Excerpt to read
Keeping up with the Joneses

You don’t need to have read Jeremy Paxman’s soul-searching MacTaggart lecture from the recent MediaGuardian Edinburgh International Television Festival to know that the British television industry is in a bit of a flap.

Shrinking audiences, more channels competing for the same viewers and the increasing popularity of the internet, mp3 players and mobile phones were making life difficult for broadcasters even before the recent phone voting and documentary falsification scandals.

But while some are wringing their hands, a number of producers, entrepreneurs and advertisers are trying to recapture lost TV audiences by injecting professional television content directly into the world of online social networking.

June saw the launch of Where Are The Joneses?, a YouTube-hosted ‘webcom’ created by TV production company Baby Cow and digital agency Imagination. And earlier this month, social networking platform Bebo launched its teen drama KateModern, produced by the team behind hit YouTube drama lonelygirl15.

List of tasks
- a) In the article on television producers moving into online social networking, which platform launched the teen drama KateModern?
- b) Continue the article about television content moving into online social networking, starting right after its last sentence.

Data section
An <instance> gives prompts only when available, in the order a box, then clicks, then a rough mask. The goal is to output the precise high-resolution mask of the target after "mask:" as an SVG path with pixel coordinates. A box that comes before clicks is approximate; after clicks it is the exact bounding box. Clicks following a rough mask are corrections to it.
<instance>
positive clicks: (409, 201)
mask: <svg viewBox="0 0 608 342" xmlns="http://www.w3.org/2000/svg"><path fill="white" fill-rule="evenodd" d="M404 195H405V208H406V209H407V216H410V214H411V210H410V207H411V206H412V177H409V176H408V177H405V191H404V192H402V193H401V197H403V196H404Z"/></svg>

Answers for the tasks
- a) Bebo launched KateModern.

- b)
The Joneses are sponsored by Ford, whose S-MAX car features in every episode, while KateModern has struck deals with a number of household brands whose products will be written into the script, just like in the original ‘soap’ operas.

Both programmes air in 2-5 minute episodes and are highly interactive, with viewers able to suggest programme ideas and, in the case of the Joneses, submit scripts via a wiki and even appear in the show. The Joneses is a particularly comprehensive case study in using social media to engage and involve viewers, with the characters writing blog posts, sending Twitter updates, mapping their whereabouts on Platial and networking with their fans on Facebook.

(Yes, the characters aren’t real people, but the internet makes such ontological niceties largely irrelevant. One of the most interesting things about lonelygirl15 was that after it was revealed to be a fictional drama, rather than the actual videoblog of an actual 16 year-old girl, viewers happily carried on conversing online with the character in full knowledge that she wasn’t real and that their comments were actually being answered by the show’s two male writer/producers.)

Despite their similar approaches, the programmes have fared very differently. KateModern saw 3 million hits in its first three weeks and has amassed what looks – if you can decipher the text speak – like a genuine fanbase. The Joneses have fared significantly less well, with viewer figures for each episode rarely exceeding 1,000, a Facebook fanbase of 368 people, and just 136 followers on Twitter.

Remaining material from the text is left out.